EXERCISE DESCRIPTION: Without any pictures, output the records exactly as they are.

Dataset entries
- - -
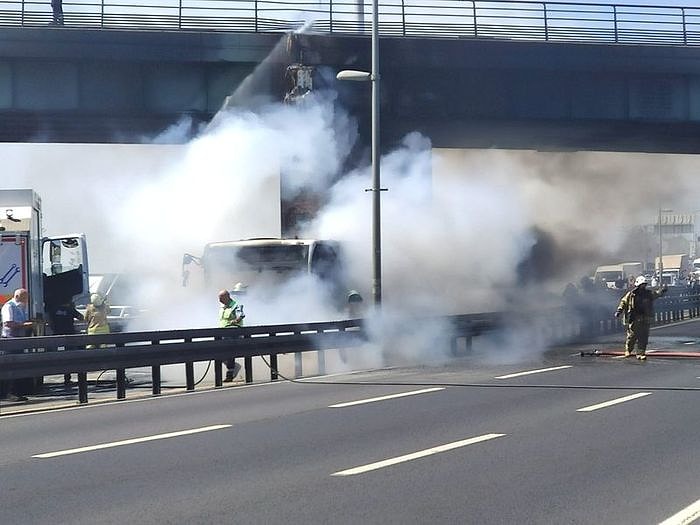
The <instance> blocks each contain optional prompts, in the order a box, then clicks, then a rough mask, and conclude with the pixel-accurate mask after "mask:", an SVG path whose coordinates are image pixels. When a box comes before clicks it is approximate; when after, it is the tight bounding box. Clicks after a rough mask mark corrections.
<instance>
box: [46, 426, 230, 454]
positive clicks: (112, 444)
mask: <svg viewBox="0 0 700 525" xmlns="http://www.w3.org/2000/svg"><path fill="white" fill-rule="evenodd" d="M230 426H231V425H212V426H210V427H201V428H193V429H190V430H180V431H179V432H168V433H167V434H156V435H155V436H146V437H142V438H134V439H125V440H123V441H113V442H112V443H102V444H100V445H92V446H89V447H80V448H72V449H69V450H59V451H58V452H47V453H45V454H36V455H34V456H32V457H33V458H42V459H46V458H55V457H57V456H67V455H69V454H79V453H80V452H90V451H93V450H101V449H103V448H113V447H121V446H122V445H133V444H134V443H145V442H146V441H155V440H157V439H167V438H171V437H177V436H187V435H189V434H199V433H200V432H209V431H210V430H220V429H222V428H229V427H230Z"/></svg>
- - -
EXERCISE ANSWER:
The <instance> blocks each contain optional prompts, in the order a box, then clicks, then a rough mask, and conclude with the pixel-accurate mask after "mask:", an SVG path whose coordinates are image pixels. When a box comes before clicks it is approximate; when after, it is the tight bounding box. Clicks after a rough mask mark corrections.
<instance>
box: [46, 426, 230, 454]
positive clicks: (112, 444)
mask: <svg viewBox="0 0 700 525" xmlns="http://www.w3.org/2000/svg"><path fill="white" fill-rule="evenodd" d="M230 426H231V425H212V426H210V427H201V428H193V429H190V430H180V431H179V432H168V433H167V434H156V435H155V436H146V437H142V438H134V439H125V440H123V441H113V442H112V443H102V444H100V445H92V446H89V447H80V448H72V449H69V450H59V451H58V452H47V453H45V454H36V455H34V456H32V457H33V458H42V459H46V458H55V457H57V456H67V455H69V454H79V453H80V452H90V451H93V450H101V449H103V448H113V447H121V446H122V445H133V444H134V443H145V442H146V441H155V440H157V439H167V438H171V437H177V436H187V435H189V434H199V433H200V432H209V431H210V430H220V429H222V428H229V427H230Z"/></svg>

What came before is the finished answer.